(About this exercise): Write out each line from the data below that includes the word "Return".

(Exercise data):

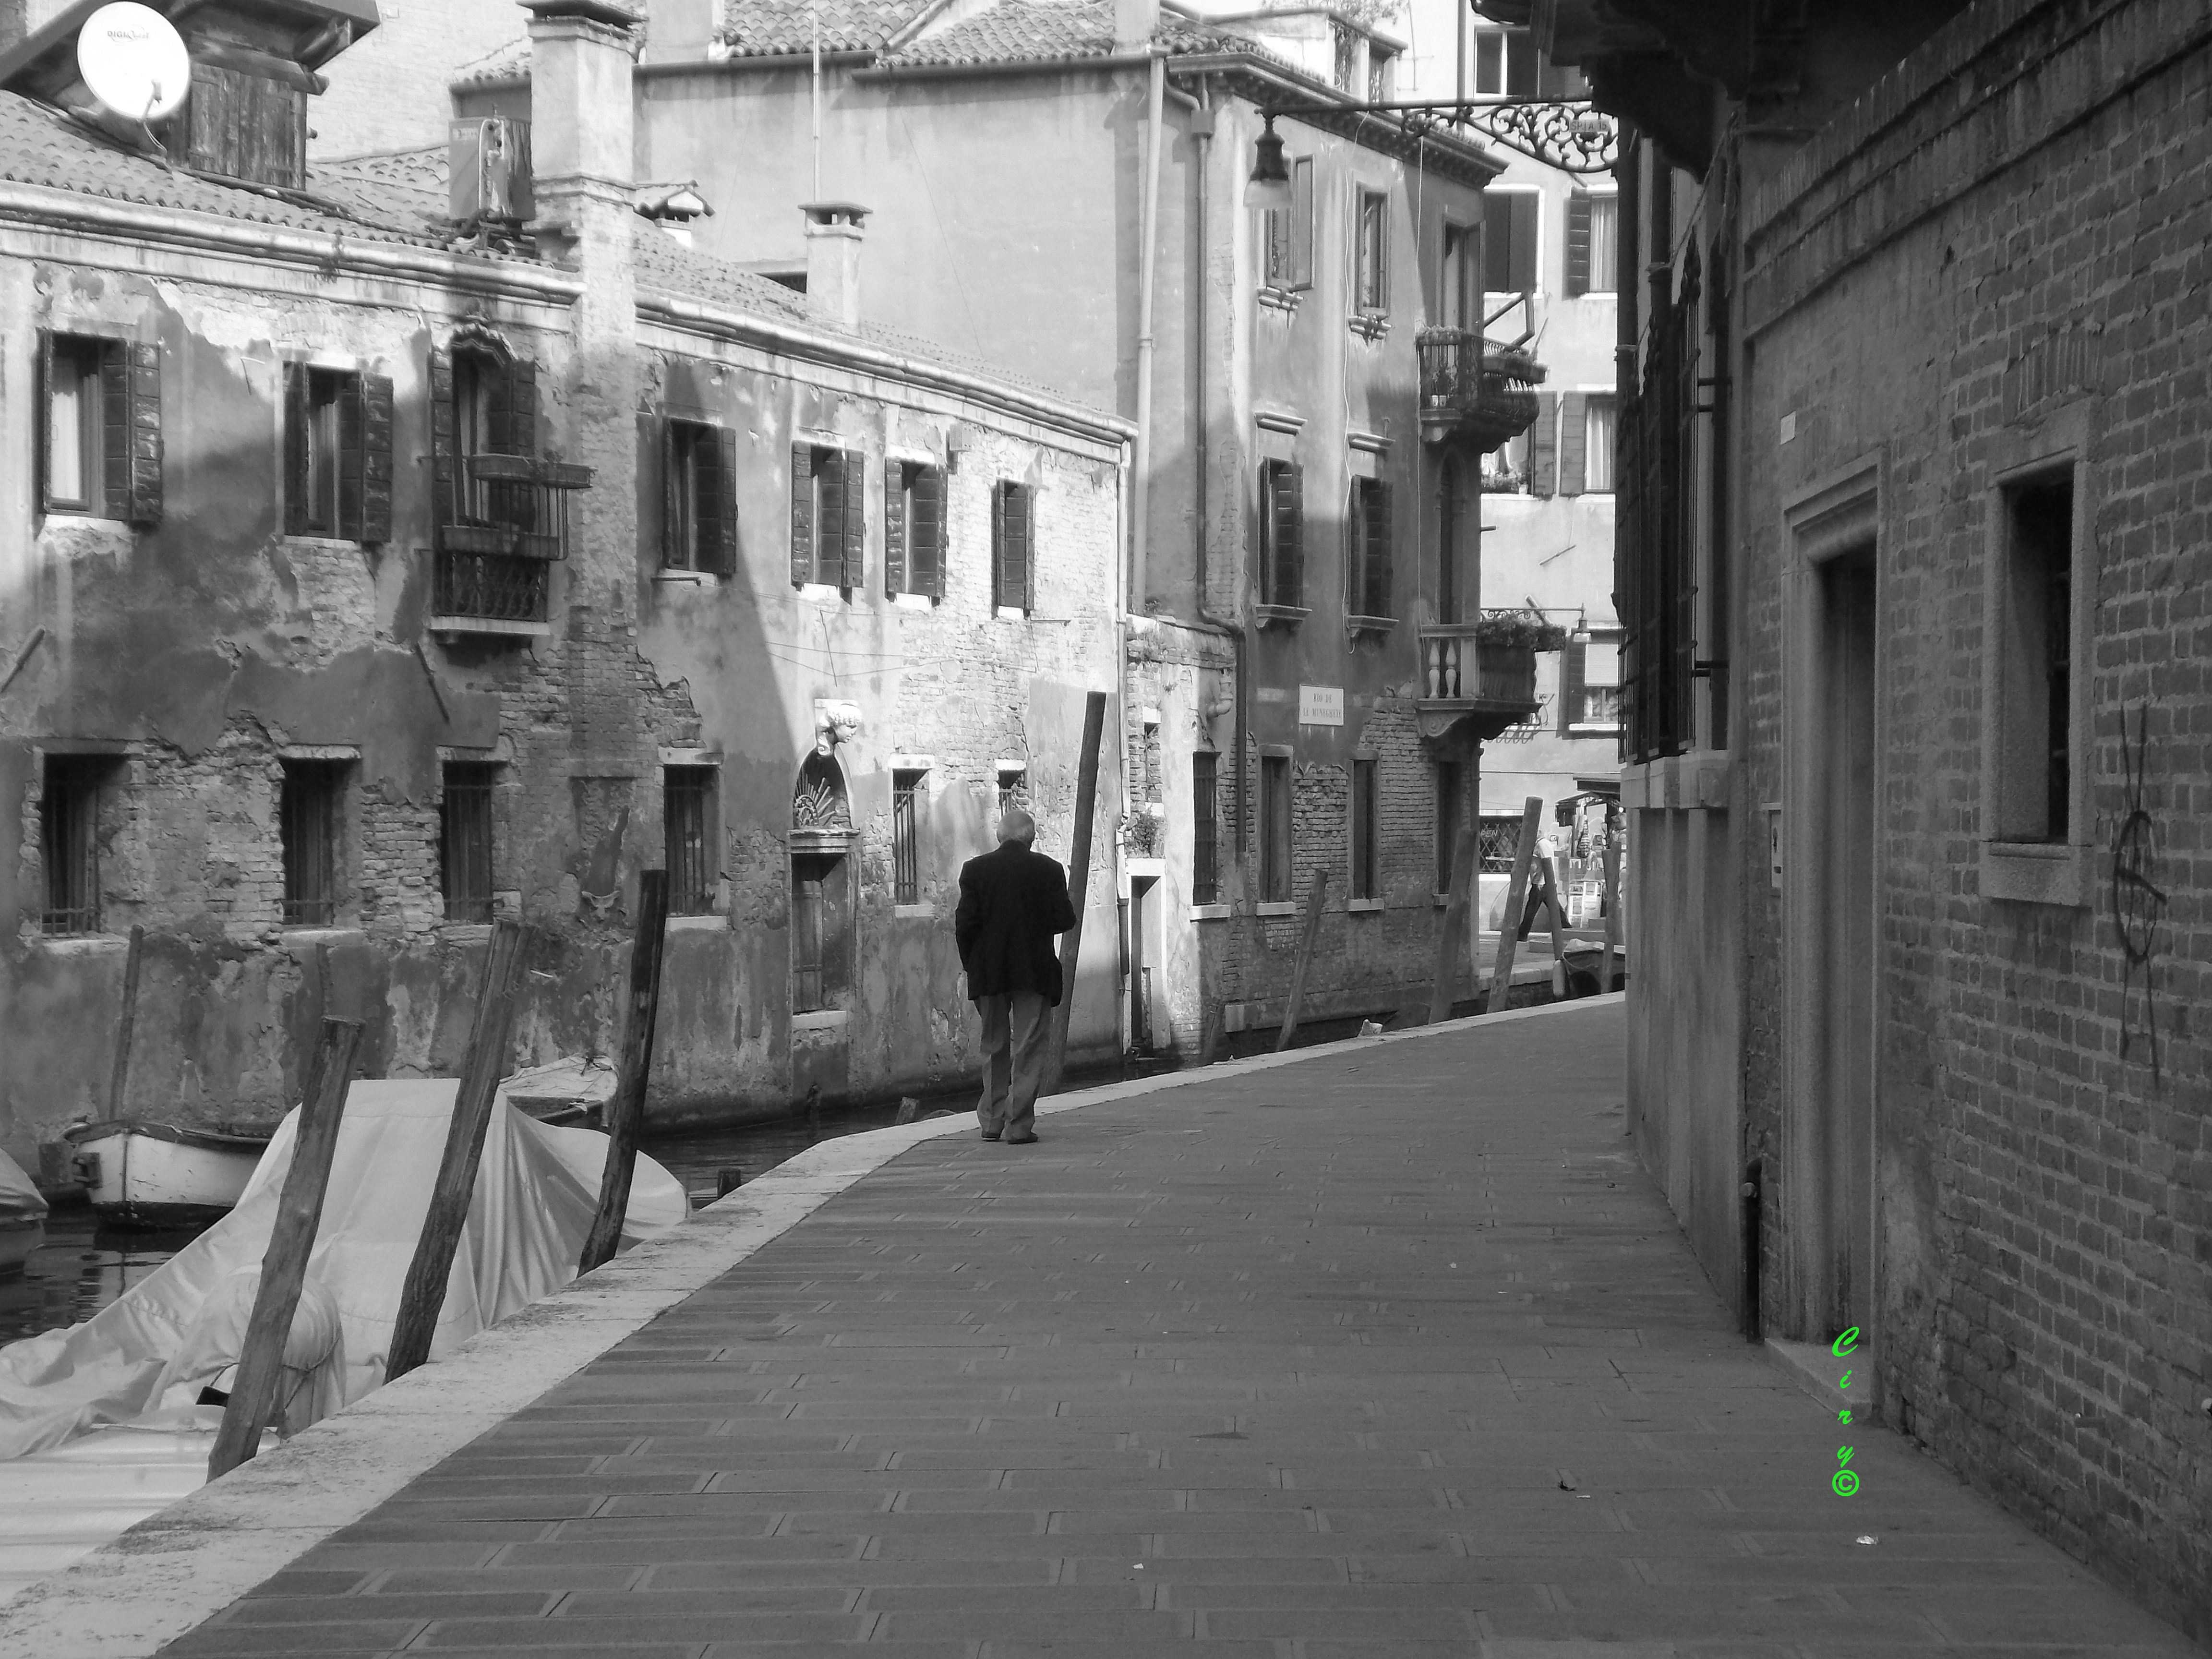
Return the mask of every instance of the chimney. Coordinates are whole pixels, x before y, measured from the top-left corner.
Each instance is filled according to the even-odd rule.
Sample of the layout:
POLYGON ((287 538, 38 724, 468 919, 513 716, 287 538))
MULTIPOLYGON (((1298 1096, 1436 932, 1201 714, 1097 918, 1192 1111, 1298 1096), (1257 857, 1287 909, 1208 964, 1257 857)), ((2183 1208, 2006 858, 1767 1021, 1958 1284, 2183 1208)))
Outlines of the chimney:
POLYGON ((874 211, 857 202, 807 202, 806 297, 841 328, 860 325, 860 222, 874 211))
POLYGON ((1114 0, 1114 50, 1135 52, 1160 26, 1160 0, 1114 0))

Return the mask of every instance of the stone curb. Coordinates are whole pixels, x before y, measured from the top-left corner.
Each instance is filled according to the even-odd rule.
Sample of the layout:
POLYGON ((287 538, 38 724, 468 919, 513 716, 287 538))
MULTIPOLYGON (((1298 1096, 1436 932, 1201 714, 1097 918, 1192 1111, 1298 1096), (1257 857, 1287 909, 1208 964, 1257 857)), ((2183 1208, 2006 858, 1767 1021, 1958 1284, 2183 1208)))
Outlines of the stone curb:
MULTIPOLYGON (((1048 1097, 1041 1117, 1216 1083, 1347 1050, 1583 1012, 1624 992, 1048 1097)), ((809 1147, 566 1289, 379 1389, 0 1605, 0 1659, 141 1659, 212 1618, 416 1476, 496 1427, 863 1176, 926 1140, 973 1133, 966 1113, 809 1147)), ((1018 1152, 1010 1153, 1018 1157, 1018 1152)))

(Written answer):
Return the mask of every instance of the chimney. Coordinates are whole pixels, x before y, measured from the top-left corner.
Return the mask of every instance of the stone curb. Coordinates are whole pixels, x before y, measured from the top-left corner.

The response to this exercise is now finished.